====== Items ======

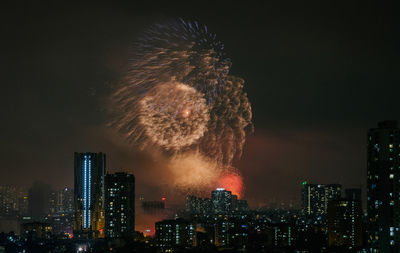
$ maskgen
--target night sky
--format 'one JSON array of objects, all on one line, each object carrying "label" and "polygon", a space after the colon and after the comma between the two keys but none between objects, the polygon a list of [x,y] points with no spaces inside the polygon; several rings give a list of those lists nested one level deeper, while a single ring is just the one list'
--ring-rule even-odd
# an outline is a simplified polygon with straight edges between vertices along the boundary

======

Short exercise >> Copy the listing above word for word, leaving out the picture.

Complete response >>
$ maskgen
--target night sky
--format 'one JSON array of objects, all on one line, each object carrying "label" and "polygon", a space after the colon and after the comma between the two keys but none between objects, the polygon a list of [x,y] points with no spaces inside the polygon; several rings give a list of those lists nested one level deeper, while a single ring is just the one list'
--ring-rule even-odd
# an outline is a simplified polygon with straight edges between vertices along the boundary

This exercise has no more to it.